# [Verilen metin]
İyi Parti lideri Meral Akşener, "Ben bedavadan başbakanlık istemiyorum. Kimseyle de pazarlık etmedim, etmem. Biz bunu hak edeceğiz. İyi Parti birinci parti çıkacak" dedi.
İyi Parti lideri Akşener, partisinin Samsun 3’üncü Olağan İl Kongresi’nde konuştu. Daha önce de AKP iktidarına eski Ülkü Ocakları Başkanı Sinan Ateş'in öldürülmesi üzerinden yüklenen Akşener, "Bu ülkeye, millete borcumuz var. Eğer Sinan Ateş gibi gençlerimizin katledildikten sonra tek adam rejiminde hâlâ failleri bulunamıyorsa Sinan Ateşler için bir daha Sinan Ateşler katledilmesin diye birinci parti olmak mecburiyetindeyiz" ifadelerini kullandı.

# [Görev]
Şu üç ifade verilen metinle uyuşuyor mu? Her birine evet ya da hayır deyin ve kararı veren sözleri metinden aynen alıntılayın.
(a) Akşener hiç kimseyle pazarlık etmediğini söyledi.
(b) Akşener başbakanlığın kendisine bedavadan verilmesini istediğini söyledi.
(c) Sinan Ateş metinde eski Ülkü Ocakları Başkanı olarak geçiyor.
Sonraki listenin bu işle hiçbir ilgisi yok.

# [Verilen bilgiler]
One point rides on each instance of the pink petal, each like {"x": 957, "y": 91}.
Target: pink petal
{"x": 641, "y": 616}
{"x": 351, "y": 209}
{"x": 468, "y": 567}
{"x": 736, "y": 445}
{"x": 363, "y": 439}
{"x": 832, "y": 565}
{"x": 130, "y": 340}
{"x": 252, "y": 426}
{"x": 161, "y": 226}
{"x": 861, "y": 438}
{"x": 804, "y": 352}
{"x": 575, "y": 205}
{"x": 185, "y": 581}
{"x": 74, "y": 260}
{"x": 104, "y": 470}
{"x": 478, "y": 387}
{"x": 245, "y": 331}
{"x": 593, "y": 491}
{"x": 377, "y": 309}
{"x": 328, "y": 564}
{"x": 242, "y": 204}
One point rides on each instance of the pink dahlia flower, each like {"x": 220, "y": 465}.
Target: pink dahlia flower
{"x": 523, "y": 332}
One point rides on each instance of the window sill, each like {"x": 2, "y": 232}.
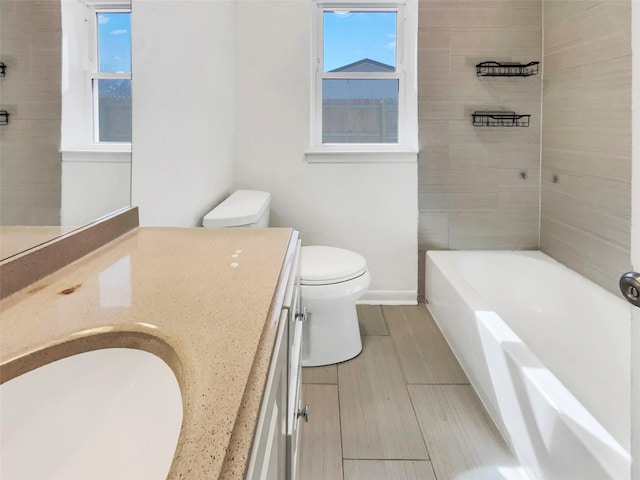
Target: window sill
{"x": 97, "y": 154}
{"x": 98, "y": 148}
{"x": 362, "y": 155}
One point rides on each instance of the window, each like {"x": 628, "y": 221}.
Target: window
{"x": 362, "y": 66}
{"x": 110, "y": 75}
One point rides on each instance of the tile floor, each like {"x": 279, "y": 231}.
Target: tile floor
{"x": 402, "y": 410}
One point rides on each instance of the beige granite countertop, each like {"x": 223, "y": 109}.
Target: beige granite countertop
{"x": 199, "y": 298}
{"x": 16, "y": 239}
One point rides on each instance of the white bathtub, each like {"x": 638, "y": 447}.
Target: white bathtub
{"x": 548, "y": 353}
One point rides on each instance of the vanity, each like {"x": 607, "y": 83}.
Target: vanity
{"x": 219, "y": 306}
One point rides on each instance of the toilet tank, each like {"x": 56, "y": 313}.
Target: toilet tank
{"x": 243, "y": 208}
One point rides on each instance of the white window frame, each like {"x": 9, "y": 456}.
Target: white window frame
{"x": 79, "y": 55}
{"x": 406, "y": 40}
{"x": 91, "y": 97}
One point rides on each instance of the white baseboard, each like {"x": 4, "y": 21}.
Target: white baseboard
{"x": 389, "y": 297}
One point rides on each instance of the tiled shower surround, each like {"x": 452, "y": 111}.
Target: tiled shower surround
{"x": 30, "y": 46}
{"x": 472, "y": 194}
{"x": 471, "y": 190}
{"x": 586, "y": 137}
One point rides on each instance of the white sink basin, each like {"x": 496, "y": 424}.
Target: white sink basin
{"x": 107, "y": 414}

# [Yazılı çözüm]
(a) Evet: "Kimseyle de pazarlık etmedim, etmem."
(b) Hayır: "Ben bedavadan başbakanlık istemiyorum."
(c) Evet: "eski Ülkü Ocakları Başkanı Sinan Ateş'in öldürülmesi"